Exercise: Lay out the records between the lines holding "Target: street sign" and "x=46, y=350", inclusive, as a two-column CSV with columns named request and answer. Each row should hold one request's text and its answer, each in its own quoted field, with line breaks replaced by spaces.

Provided data:
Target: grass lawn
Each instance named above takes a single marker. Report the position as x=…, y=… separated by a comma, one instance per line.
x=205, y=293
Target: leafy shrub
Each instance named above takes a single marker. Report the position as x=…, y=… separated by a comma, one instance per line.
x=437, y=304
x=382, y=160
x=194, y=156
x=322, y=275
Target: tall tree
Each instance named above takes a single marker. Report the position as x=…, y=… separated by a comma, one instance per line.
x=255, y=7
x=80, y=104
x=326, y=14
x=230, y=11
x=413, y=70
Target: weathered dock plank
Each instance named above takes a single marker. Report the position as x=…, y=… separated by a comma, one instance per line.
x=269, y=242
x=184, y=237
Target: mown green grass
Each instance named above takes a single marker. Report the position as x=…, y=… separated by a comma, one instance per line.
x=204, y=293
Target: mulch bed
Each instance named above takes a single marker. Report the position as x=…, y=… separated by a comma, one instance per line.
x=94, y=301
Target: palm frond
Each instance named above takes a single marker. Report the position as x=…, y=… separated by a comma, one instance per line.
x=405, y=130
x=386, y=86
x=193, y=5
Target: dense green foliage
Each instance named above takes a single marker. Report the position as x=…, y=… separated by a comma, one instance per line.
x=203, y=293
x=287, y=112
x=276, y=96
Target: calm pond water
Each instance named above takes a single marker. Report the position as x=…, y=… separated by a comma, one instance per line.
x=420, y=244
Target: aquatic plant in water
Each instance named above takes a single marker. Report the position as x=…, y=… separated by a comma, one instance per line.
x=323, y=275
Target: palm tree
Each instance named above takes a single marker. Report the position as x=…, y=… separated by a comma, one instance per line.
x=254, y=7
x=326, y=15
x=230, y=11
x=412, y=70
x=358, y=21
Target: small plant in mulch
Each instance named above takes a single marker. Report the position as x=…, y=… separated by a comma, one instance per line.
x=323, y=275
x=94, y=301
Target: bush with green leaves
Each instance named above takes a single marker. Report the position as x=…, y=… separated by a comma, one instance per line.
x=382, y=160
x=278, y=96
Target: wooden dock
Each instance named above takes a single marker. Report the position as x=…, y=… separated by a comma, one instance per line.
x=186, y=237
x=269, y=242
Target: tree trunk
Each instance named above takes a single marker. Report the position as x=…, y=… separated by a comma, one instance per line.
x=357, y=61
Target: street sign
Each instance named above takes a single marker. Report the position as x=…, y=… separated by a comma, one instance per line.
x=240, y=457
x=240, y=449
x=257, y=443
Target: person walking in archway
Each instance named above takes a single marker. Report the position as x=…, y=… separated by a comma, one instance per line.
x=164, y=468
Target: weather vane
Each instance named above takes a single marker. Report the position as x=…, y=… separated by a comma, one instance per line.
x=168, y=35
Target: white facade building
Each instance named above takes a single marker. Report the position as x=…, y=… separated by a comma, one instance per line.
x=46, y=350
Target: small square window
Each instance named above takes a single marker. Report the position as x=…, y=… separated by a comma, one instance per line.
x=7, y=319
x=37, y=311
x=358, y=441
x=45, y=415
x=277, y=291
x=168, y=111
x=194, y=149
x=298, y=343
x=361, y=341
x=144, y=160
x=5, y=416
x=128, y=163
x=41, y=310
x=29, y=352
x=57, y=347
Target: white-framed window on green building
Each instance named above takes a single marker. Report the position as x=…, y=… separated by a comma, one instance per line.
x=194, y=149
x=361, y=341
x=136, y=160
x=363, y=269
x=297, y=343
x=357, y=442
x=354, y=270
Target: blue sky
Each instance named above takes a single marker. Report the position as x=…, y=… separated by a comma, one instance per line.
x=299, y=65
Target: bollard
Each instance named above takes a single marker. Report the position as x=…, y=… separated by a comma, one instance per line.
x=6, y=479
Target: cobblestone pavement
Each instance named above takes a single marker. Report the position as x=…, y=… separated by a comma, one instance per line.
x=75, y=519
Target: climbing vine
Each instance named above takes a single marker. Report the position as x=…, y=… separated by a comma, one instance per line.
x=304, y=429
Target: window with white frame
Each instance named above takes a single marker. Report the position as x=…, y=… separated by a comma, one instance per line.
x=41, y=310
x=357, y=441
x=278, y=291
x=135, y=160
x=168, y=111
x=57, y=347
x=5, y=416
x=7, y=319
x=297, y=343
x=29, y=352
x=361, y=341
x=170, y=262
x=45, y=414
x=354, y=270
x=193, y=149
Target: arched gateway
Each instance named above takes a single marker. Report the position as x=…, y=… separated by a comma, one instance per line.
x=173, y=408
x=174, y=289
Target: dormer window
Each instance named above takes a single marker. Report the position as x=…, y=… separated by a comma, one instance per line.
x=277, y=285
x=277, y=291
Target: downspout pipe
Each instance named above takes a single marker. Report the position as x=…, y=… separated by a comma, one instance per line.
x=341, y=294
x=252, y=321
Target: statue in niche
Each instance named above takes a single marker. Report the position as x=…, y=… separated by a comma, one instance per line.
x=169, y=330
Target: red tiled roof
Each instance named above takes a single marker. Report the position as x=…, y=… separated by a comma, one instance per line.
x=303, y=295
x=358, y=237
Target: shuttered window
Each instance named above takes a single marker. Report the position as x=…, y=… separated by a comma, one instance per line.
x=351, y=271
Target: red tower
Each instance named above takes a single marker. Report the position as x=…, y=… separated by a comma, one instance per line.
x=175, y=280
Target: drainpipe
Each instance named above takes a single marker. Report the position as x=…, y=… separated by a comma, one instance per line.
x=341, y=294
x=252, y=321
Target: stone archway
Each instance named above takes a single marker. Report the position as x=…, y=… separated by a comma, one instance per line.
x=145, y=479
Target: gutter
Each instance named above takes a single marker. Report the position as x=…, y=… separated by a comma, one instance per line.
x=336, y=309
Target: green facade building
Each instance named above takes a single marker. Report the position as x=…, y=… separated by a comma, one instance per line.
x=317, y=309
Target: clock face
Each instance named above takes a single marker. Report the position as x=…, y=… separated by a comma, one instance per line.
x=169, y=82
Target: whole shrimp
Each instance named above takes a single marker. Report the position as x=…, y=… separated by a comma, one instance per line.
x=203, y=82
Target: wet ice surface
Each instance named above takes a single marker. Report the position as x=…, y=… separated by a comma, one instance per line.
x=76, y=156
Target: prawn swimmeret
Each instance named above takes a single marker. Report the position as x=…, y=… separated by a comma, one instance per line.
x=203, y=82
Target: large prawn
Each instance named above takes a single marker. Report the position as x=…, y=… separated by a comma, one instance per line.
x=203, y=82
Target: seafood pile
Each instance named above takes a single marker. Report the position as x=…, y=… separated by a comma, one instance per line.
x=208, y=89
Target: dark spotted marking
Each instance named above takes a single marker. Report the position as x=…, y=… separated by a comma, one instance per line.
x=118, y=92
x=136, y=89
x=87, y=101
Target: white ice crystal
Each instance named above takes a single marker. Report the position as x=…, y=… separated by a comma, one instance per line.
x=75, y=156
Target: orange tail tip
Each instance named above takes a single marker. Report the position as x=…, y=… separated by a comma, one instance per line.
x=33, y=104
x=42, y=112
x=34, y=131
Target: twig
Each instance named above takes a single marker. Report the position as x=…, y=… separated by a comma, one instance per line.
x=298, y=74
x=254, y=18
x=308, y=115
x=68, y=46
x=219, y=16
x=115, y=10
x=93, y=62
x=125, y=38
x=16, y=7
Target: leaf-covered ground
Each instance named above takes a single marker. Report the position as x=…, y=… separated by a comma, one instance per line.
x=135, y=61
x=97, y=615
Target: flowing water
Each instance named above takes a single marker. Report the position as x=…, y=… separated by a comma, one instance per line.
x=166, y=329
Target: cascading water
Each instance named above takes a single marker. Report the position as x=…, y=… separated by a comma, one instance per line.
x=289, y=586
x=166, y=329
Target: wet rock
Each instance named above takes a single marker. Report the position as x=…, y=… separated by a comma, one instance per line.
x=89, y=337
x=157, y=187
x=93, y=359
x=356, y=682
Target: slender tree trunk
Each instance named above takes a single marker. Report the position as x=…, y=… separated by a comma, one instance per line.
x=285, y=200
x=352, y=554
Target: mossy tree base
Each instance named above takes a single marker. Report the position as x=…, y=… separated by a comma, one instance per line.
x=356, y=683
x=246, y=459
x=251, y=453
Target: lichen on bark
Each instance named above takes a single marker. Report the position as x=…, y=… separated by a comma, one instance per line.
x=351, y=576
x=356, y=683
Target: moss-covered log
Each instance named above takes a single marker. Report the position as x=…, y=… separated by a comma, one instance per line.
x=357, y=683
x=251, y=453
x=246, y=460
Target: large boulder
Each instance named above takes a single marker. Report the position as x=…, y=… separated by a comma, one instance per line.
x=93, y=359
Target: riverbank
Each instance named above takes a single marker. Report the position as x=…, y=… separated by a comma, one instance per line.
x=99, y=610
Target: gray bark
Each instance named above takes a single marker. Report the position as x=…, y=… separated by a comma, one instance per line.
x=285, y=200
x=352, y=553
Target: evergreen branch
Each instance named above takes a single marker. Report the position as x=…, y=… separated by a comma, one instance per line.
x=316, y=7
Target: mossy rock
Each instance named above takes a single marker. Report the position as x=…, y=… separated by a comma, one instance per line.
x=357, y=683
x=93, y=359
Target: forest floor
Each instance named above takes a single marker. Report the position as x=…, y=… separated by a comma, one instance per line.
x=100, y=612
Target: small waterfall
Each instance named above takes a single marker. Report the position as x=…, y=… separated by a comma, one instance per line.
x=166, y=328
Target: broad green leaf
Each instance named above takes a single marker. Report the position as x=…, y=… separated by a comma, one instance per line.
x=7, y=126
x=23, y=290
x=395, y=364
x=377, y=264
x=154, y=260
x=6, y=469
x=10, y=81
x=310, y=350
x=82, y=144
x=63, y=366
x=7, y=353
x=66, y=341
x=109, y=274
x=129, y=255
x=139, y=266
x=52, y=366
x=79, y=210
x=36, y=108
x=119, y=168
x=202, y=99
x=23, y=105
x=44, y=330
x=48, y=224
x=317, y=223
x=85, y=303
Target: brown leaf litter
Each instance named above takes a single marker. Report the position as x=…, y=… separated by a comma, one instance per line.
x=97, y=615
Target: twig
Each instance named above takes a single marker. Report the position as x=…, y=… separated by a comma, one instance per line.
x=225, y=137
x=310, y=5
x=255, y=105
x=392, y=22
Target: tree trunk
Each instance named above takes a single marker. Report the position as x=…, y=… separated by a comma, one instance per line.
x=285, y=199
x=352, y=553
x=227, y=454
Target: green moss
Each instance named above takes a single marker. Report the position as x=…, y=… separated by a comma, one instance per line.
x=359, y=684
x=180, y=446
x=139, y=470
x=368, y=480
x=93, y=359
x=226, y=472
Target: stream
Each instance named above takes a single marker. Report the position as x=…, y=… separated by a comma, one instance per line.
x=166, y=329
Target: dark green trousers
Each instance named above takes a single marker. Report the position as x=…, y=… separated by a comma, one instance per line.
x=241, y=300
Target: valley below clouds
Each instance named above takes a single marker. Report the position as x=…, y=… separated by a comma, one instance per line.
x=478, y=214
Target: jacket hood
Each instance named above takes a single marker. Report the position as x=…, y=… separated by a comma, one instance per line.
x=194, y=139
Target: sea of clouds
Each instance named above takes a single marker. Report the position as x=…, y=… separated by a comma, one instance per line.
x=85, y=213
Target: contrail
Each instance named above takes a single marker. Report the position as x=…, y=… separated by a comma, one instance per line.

Finished answer:
request,answer
"Target: street sign Each instance named above takes a single marker. Report the position as x=…, y=… separated by a comma, one instance per line.","x=240, y=457 x=240, y=449 x=257, y=443"
"Target: person walking in archway Each instance named above takes a single marker. Report the position as x=…, y=… separated by a comma, one instance per line.","x=164, y=468"
"Target: weather vane Each instance named above takes a single marker. Report the position as x=…, y=… separated by a comma, one instance per line.","x=168, y=35"
"Target: white facade building Each instance named above takes a single marker. Report the position as x=…, y=… separated by a comma, one instance per line.","x=46, y=350"